En las primeras décadas del siglo XX los automóviles habían alcanzado un notable desarrollo en lo tocante a diseño, velocidad, prestaciones y también en cuanto al propio uso de los mismos. Para muchos artistas fue un objeto de culto, algo así como la auténtica cifra del siglo XX. El sonido de sus motores era una de las cosas que más llamaba la atención y empezó a ser celebrado —aunque no sin polémica— como la banda sonora de una nueva época. Seguro que al lector ya le ha venido a la mente el nombre de Marinetti, pero dejo al creador del futurismo para otra ocasión y me centro en unas líneas de Marcel Proust.
El escritor francés
—imprescindible de la noche y los salones parisinos durante una etapa de su
vida, fascinante conversador, cultísimo y sensible— era también un enamorado de
las novedades tecnológicas que le deparaba el siglo XX. Así se advierte, por
ejemplo, en el texto que se comenta a continuación, donde tecnología y música
entablan un curioso diálogo.
Dicho pasaje procede
de la primera parte de En memoria de las iglesias asesinadas, que a su vez se acota como
“Jornadas en automóvil”. Describe un viaje un tanto accidentado a Caen y
Lisieux. Saliendo de este segundo lugar, ya de noche y en dirección a
Louvriers, Proust reflexiona sobre la actividad del mecánico (es decir, del
conductor, pues entonces era normal que se contase con un experto para manejar
estos nuevos ingenios), al que —joven imberbe como era y tocado con una extraña
capucha—, llama “monja de la velocidad”. Dicho sea de paso, el joven chófer,
Alfred Agostinelli, fue también secretario y uno de los posesivos amores de
Proust.
El escritor recuerda
acto seguido a Santa Cecilia, patrona de la música, y la asocie con su
conductor, que teclea en el panel de mando como en un órgano. Y, claro, los
cambios de marcha que modifican el continuum del zumbido del motor equivalen para
Proust a los cambios de registro de ese órgano sobre ruedas en el que está
viajando.
En esa gradación, que
transmuta la capucha del conductor en toca de monja veloz y luego en una Santa
Cecilia aplicada al órgano rodante, se ve muy bien la maestría literaria de
Proust. No sorprende que el siguiente paso consista en afirmar que el sonido
del motor produce “una música que podríamos llamar abstracta, toda símbolo y
toda número, y que hace pensar en la armonía que se dice producen las esferas
cuando giran en el éter”.

COMPLETA LO SIGUIENTE:
**1.** Según el texto sobre Proust, ¿por qué el escritor llama a su conductor “monja de la velocidad”? Responde en una a tres oraciones.
**2.** Reproduce del texto sobre Proust el fragmento comprendido entre “En las primeras” y “de Marcel Proust.”, ambos incluidos.

(Registros extraídos de una colección)
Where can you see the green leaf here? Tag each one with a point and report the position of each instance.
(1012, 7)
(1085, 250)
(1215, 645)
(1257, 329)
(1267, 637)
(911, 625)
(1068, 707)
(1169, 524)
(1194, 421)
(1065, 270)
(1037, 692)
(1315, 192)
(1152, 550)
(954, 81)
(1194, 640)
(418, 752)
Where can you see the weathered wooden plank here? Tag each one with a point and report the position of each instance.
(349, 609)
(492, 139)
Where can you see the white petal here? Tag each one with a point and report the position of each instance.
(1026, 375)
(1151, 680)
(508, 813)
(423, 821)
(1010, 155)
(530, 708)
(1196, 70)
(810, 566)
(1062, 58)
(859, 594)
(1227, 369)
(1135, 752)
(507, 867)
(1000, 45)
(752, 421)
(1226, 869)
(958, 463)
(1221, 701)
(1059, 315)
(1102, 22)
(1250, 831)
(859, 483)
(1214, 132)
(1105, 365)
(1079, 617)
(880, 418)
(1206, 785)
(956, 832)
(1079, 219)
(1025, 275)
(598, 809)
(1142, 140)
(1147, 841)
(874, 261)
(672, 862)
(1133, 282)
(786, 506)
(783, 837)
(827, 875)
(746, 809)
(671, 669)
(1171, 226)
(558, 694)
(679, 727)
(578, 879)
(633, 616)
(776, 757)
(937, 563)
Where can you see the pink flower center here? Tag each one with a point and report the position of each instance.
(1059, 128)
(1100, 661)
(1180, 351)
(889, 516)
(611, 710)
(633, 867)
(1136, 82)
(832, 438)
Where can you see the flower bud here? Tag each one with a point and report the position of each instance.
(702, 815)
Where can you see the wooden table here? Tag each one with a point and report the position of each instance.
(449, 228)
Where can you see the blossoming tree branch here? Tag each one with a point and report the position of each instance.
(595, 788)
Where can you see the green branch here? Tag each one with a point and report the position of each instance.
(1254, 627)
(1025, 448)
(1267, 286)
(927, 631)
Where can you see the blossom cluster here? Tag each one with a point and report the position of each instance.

RESPUESTAS POR TAREA:
**1.** Porque el conductor era un joven imberbe y llevaba una extraña capucha. Proust convierte esa capucha en la toca de una monja veloz.

**2.**
En las primeras décadas del siglo XX los automóviles habían alcanzado un notable desarrollo en lo tocante a diseño, velocidad, prestaciones y también en cuanto al propio uso de los mismos. Para muchos artistas fue un objeto de culto, algo así como la auténtica cifra del siglo XX. El sonido de sus motores era una de las cosas que más llamaba la atención y empezó a ser celebrado —aunque no sin polémica— como la banda sonora de una nueva época. Seguro que al lector ya le ha venido a la mente el nombre de Marinetti, pero dejo al creador del futurismo para otra ocasión y me centro en unas líneas de Marcel Proust.